Text for analysis >>
Pushing Pleasure. No one could be more pleased by this switch than a freckle-faced, sandy-haired North Carolinian named Bowman Gray, chairman of Winston-Salem's R. J. Reynolds Tobacco Co., the nation's No. 1 tobacco company.

Reynolds and Bowman Gray, 53, have been stressing taste all along because, says Gray, "people smoke for fun and the simple pleasure of it." Except for occasional flirtations with throat therapy, e.g., in its T-zone ads of the 19405, the company has largely steered away from the health issue. When the cancer controversy started, it was Bowman Gray, then Reynolds' advertising chief, who concluded that the wisest course was to stick with the theme of taste instead of test tubes, to push flavor before filtration.

Gray knows well that it is the tar and nicotine that add to a cigarette's flavor, and that when they are reduced, smoking pleasure is also reduced. Therefore, Reynolds' cigarettes have always ranked high in tar and nicotine—and flavor.

Extracted material >>

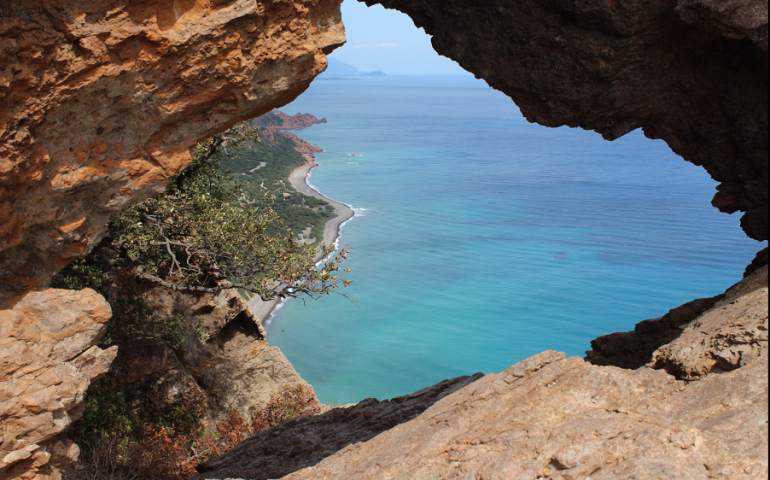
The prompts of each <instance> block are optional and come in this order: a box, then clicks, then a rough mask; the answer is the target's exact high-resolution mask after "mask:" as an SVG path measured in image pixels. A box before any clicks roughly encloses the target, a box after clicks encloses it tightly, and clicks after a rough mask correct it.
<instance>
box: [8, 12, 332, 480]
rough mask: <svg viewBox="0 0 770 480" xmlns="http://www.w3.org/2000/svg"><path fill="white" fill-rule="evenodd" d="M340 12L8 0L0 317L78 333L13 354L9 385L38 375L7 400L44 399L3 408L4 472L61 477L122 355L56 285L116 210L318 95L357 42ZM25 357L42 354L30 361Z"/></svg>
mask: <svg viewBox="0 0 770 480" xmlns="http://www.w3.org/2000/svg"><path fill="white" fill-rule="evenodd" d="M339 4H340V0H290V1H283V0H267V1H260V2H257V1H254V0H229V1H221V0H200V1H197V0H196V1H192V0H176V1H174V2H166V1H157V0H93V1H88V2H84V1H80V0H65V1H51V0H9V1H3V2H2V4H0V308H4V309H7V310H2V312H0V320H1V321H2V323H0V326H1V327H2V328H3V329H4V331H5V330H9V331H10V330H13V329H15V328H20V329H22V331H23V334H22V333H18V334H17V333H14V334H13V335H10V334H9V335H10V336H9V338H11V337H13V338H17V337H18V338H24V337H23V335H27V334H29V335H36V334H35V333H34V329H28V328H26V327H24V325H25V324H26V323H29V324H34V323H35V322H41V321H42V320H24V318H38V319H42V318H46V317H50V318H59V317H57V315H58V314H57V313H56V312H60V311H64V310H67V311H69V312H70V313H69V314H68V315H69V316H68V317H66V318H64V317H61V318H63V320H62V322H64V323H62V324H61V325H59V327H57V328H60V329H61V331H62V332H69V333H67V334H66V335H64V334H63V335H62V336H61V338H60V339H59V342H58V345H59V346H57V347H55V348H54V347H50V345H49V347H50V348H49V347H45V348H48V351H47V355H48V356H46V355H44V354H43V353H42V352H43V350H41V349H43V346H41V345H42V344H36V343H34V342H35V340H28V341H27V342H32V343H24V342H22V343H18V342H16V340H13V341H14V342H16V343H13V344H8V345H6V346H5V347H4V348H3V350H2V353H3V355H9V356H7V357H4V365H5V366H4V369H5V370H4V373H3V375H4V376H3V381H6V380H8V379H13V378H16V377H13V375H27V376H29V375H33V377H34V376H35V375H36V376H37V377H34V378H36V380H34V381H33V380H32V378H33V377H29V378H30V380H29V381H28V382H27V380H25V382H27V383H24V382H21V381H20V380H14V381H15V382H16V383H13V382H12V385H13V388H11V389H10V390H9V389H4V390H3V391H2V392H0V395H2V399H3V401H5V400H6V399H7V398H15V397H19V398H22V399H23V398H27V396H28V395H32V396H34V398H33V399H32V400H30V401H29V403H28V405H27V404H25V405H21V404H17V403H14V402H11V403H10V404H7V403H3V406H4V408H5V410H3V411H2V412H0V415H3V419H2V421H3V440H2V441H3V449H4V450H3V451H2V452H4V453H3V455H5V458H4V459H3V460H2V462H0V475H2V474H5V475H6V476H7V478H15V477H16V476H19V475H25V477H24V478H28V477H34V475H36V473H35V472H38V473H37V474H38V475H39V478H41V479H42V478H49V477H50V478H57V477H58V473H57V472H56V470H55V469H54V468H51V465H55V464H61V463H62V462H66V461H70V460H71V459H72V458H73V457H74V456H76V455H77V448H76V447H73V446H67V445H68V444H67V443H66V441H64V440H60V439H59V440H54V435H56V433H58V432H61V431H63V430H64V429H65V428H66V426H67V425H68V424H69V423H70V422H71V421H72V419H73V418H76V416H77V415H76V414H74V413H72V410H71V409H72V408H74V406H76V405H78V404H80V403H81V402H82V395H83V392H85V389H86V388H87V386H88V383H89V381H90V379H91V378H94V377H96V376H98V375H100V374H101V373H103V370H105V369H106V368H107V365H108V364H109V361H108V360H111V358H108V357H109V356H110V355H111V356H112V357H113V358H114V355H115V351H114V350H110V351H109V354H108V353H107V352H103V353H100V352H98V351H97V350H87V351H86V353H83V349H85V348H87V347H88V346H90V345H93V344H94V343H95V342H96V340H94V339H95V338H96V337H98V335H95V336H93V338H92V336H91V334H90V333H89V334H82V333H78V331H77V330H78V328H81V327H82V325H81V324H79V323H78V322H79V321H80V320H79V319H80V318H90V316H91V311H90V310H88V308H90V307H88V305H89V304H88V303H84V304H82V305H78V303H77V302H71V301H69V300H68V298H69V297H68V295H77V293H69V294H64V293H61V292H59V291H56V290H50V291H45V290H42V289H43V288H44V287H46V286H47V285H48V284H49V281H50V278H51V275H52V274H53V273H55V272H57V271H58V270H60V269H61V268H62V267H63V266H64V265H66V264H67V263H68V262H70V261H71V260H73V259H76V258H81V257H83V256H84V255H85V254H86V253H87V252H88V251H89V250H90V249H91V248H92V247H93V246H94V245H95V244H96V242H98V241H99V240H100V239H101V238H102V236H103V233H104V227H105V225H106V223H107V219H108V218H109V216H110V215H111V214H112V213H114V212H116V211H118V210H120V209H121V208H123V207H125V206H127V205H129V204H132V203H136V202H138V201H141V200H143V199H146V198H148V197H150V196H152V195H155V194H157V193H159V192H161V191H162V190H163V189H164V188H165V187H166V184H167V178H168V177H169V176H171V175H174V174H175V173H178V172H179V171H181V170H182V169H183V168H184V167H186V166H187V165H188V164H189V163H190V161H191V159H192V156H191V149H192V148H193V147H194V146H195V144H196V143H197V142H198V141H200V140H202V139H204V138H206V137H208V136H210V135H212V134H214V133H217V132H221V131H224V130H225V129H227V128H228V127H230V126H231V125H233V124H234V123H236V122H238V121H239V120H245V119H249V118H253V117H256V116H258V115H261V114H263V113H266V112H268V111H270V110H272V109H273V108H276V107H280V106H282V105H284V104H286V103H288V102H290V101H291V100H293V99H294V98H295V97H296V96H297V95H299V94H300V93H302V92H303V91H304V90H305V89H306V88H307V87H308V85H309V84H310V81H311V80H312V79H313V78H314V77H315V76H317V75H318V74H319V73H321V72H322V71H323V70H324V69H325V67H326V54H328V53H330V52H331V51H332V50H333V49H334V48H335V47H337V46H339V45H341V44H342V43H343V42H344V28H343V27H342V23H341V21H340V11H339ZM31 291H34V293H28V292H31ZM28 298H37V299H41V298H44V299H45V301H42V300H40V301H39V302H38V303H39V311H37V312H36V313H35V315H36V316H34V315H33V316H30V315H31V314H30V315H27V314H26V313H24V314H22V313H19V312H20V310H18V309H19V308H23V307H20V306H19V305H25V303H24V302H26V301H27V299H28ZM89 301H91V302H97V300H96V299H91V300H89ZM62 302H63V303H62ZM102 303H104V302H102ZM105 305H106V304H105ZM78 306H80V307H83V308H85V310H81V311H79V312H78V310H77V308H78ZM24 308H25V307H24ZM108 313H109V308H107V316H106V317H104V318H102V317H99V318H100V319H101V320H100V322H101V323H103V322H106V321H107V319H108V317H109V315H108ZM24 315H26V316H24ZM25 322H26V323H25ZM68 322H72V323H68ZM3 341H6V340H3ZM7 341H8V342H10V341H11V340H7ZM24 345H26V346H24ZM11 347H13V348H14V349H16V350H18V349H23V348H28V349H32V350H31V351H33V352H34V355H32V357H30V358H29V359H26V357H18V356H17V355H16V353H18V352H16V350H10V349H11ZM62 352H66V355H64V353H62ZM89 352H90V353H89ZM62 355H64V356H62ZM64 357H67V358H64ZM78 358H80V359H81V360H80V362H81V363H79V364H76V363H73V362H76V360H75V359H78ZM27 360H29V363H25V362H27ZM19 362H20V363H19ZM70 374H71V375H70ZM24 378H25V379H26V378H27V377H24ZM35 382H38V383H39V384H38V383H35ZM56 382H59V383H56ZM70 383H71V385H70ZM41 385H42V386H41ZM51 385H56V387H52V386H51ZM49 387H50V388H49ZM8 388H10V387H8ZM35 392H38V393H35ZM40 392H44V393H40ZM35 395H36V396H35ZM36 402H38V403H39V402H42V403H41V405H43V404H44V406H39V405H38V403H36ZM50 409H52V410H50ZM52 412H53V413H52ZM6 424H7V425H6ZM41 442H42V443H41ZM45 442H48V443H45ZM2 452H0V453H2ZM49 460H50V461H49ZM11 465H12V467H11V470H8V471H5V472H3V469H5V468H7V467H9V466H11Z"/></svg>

Task >>
Write the next part of the passage on Bowman Gray and R. J. Reynolds Tobacco Co., starting after its final sentence.

Result for this task >>
Pushing smoking pleasure has proved a bonanza for Reynolds. In 1958, for the first time in 18 years, it edged ahead of front-running American Tobacco, last year increased its lead to pile up record sales of $1.3 billion and profits of $90.4 million. Its regular-sized Camels are the No. 1 U.S. cigarette (since 1949). Its Winstons are the biggest-selling filter tip (since 1955) and the third most popular U.S. cigarette, its filtered Salems the top U.S. menthol. Reynolds also makes Prince Albert, the leading U.S. pipe tobacco, and Days Work, the top chewing tobacco. Its profit margin is 12.5% higher than any other in the industry, and its stock, selling last week at 62¼, is considered the bluest of the blue-chip tobacco stocks.

Golden Tongue. To pick its mixtures, Reynolds relies on a tasting panel of 250 employees (from top executives to stenographers) who regularly test its new products. But Gray—who began smoking when he was nine—is the man with the golden tongue, gives the final O.K.